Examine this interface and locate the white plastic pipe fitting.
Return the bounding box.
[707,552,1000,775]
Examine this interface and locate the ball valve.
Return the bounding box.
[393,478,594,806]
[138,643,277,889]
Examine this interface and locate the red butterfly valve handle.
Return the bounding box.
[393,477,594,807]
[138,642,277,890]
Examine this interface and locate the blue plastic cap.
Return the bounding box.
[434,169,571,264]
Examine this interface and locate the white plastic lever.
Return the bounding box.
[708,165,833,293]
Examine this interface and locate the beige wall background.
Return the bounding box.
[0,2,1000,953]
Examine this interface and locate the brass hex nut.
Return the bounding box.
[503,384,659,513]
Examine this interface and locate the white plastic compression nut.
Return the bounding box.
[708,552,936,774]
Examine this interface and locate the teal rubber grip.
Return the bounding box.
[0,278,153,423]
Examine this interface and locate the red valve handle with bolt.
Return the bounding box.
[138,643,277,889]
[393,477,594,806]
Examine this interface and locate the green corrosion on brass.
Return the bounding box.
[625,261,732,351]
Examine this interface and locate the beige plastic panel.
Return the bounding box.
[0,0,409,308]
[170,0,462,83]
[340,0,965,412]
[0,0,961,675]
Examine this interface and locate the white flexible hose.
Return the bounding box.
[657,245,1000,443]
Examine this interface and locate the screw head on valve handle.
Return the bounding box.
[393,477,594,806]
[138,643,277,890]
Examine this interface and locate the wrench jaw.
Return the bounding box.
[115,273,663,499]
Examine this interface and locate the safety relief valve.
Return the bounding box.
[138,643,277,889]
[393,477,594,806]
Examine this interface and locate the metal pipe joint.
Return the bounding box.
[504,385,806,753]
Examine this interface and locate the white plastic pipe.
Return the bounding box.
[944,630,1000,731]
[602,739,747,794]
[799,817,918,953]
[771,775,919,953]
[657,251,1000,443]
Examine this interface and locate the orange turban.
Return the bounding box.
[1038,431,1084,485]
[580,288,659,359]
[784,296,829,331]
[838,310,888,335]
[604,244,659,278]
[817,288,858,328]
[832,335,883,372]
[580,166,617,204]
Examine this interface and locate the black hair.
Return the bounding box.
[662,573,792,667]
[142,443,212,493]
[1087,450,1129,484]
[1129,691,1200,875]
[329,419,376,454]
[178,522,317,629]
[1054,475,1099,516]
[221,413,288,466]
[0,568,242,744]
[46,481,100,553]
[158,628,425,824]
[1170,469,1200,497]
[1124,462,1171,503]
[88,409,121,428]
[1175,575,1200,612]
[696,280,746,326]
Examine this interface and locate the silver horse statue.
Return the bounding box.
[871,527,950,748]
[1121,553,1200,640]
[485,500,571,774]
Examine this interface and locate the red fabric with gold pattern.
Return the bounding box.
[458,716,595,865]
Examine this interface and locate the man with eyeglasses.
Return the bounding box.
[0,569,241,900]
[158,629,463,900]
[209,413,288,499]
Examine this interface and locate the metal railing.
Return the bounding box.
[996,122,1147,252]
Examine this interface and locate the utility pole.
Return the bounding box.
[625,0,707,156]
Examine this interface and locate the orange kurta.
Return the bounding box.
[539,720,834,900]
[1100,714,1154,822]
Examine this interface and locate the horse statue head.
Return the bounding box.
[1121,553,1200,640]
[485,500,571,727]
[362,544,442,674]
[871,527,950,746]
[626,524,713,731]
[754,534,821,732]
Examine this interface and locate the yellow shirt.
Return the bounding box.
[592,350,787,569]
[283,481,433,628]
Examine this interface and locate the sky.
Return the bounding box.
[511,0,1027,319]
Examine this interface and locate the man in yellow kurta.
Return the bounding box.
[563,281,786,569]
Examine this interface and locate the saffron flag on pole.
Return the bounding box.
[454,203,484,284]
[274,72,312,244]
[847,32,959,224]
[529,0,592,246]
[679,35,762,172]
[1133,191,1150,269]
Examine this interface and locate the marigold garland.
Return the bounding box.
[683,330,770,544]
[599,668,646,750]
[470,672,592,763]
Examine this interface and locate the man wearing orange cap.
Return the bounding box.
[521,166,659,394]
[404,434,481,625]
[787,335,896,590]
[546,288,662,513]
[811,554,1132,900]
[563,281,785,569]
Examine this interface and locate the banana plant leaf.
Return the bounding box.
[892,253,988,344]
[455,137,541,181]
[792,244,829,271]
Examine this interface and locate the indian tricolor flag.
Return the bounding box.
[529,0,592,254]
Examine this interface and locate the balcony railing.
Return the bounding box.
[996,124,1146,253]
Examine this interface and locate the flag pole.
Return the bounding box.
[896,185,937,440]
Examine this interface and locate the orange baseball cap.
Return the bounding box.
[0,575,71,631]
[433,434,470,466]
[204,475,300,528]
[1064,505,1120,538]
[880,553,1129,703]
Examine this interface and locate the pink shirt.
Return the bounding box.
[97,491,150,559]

▸ WHAT TO WORK ON:
Edit the entries above so that every "Examine" becomes "Inspect", leaving every other word and line as it is.

▸ SOLUTION:
Inspect this interface and locate the white plastic pipe fitting.
Return the bounding box.
[707,552,1000,775]
Inspect this interface and locate the ball valve.
Return the bounding box.
[393,478,594,806]
[138,643,277,889]
Inspect this interface and locate the red butterfly valve handle.
Return the bounding box.
[393,477,594,807]
[138,642,277,890]
Inspect this interface and locate the blue plastic cap.
Return the bounding box.
[434,169,571,264]
Inspect this interface and locate the white plastic lever.
Return the bounding box.
[708,165,833,293]
Inspect this interface and locate the beige wall background.
Return the bounding box.
[0,2,1000,953]
Inspect this interface and locate the brass hex nut.
Return the bounding box.
[503,384,659,513]
Inspect this interface and locate the white plastic compression nut.
Return the bounding box.
[708,552,936,774]
Inspect this interface and locate the teal rubber grip.
Return the bounding box.
[0,278,153,423]
Inspect this interface and locate the red valve handle with bolt.
Return the bounding box.
[138,643,277,889]
[393,477,594,806]
Inspect this interface and locate the green corrosion on brass.
Return the bounding box.
[625,261,732,351]
Inspect this interface and locate the beige plastic panel.
Return the bounding box.
[0,0,409,308]
[170,0,462,83]
[340,0,965,412]
[0,0,961,675]
Inspect this interface and locate the white flexible hose.
Return the bounding box.
[657,245,1000,443]
Inspect this interface and locate the screw head on valve handle.
Return the bounding box.
[393,477,594,806]
[138,643,277,890]
Inspect this interface and locate the wrench jaw.
Return the bounding box.
[115,273,663,499]
Inspect this interface and locate the safety relief valve.
Return the bounding box.
[138,643,277,889]
[393,477,594,806]
Inspect this interface and locate the metal pipe joint.
Return the bounding box.
[504,385,806,753]
Inspect this interface and locate the white plastic pipe.
Return the bounding box.
[944,630,1000,731]
[602,739,747,794]
[799,817,918,953]
[771,775,919,953]
[657,251,1000,443]
Inspect this interface and locate the orange turban.
Return the bounding box.
[1038,431,1084,485]
[580,288,659,359]
[784,296,829,331]
[838,310,888,335]
[604,244,659,278]
[817,288,858,328]
[832,335,883,372]
[580,166,617,204]
Inspect this interface and locate the black hair.
Return the bounding box.
[662,573,792,667]
[142,443,212,493]
[1087,450,1129,484]
[1129,691,1200,875]
[329,419,376,454]
[178,522,317,629]
[1054,475,1099,516]
[221,413,288,466]
[0,568,242,744]
[46,481,100,553]
[158,628,425,824]
[1170,469,1200,497]
[1124,462,1171,503]
[88,409,121,428]
[1175,575,1200,612]
[696,280,746,326]
Inspect this interface and locate the silver horse statue.
Return the bounding box.
[871,527,950,748]
[1121,553,1200,640]
[485,500,571,774]
Inspect this interface and locate the red fabric with gold pattern.
Return the bounding box.
[458,716,595,865]
Inspect this interface and locate the man with eyeglasses.
Return the bounding box.
[0,569,241,900]
[158,629,463,900]
[209,413,288,499]
Inspect this interface and locate the metal railing.
Return the bounding box.
[996,122,1147,252]
Inspect this interface and locate the utility pole.
Return the bounding box.
[625,0,707,156]
Inspect this interface and locate the orange kurta.
Return the bounding box.
[539,720,834,900]
[1100,714,1154,822]
Inspect this interface and locate the horse statue head.
Return the bounding box.
[1121,553,1200,640]
[485,500,571,727]
[362,544,442,674]
[871,527,950,746]
[626,524,713,731]
[754,534,821,732]
Inspect this interface and locate the yellow shirt.
Return the bounding box.
[592,350,787,569]
[283,481,433,628]
Inspect this interface and locate the sky.
Return the bounding box.
[511,0,1027,319]
Inspect this interface and locate the man in yellow kurta.
Return the bounding box.
[563,281,786,569]
Inspect this interface and locate the saffron flag on pole.
Return the bounding box.
[454,203,484,284]
[274,72,312,244]
[847,32,959,224]
[529,0,592,246]
[679,35,762,172]
[1133,191,1150,269]
Inspect this interface and locate the marigold garland.
Return the bounding box.
[683,330,770,544]
[599,668,646,750]
[470,672,592,763]
Inspect this interface and locate the man wearing orange cap.
Return the bounding box.
[521,166,659,394]
[404,434,481,625]
[787,335,896,590]
[546,288,662,513]
[811,554,1132,900]
[563,281,785,569]
Inspect this interface and locate the banana plant leaf.
Return the bounding box.
[892,253,988,344]
[455,137,541,181]
[792,244,829,271]
Inspect this interface and locate the indian tricolor flag.
Return the bounding box.
[529,0,592,254]
Inspect this interface and locate the balcony railing.
Return the bounding box.
[996,124,1146,253]
Inspect this interface and locate the flag pole.
Return the bounding box.
[896,185,937,440]
Inspect this interface and locate the orange baseball cap.
Return the bounding box.
[0,575,71,631]
[433,434,470,466]
[204,475,300,528]
[1064,505,1120,538]
[880,553,1129,703]
Inspect this interface and locate the pink shirt.
Return the bounding box.
[97,491,150,559]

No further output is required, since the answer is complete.